YOUR INSTRUCTIONS => Word for word, restate every line from the one with "Locate the bare" through the end of the records below, both included, and add nothing.

++++ SUPPLIED INFORMATION ++++

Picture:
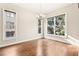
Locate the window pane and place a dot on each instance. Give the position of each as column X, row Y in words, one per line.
column 51, row 21
column 39, row 29
column 60, row 23
column 50, row 30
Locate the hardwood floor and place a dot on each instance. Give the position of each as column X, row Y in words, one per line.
column 40, row 47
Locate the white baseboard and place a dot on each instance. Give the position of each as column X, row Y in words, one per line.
column 57, row 39
column 19, row 41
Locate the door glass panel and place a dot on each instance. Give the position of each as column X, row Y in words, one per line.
column 60, row 24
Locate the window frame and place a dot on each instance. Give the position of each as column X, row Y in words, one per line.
column 66, row 29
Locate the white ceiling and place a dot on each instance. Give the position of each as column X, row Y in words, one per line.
column 42, row 7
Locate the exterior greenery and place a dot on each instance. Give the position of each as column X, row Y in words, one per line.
column 56, row 25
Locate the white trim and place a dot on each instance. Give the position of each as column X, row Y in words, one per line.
column 20, row 41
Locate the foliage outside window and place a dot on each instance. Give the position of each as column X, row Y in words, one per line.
column 56, row 25
column 39, row 26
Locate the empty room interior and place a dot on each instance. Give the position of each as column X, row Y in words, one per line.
column 39, row 29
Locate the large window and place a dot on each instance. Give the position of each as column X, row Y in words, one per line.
column 56, row 25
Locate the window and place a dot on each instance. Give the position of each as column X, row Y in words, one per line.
column 50, row 27
column 9, row 26
column 39, row 26
column 56, row 25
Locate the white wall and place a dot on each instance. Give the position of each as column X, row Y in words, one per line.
column 72, row 12
column 27, row 25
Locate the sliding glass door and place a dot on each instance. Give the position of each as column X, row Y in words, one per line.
column 56, row 25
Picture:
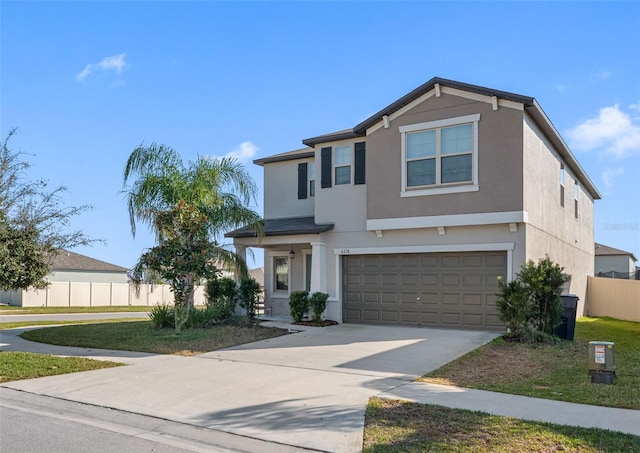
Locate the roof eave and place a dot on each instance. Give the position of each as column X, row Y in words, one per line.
column 330, row 138
column 543, row 121
column 430, row 85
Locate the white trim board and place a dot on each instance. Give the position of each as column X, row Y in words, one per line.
column 489, row 218
column 481, row 247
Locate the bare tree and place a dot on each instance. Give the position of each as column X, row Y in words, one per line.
column 34, row 223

++++

ANSWER SECTION =>
Locate the bare tree and place a dot on each instance. Give the position of each as column X, row Y in words, one per line.
column 34, row 223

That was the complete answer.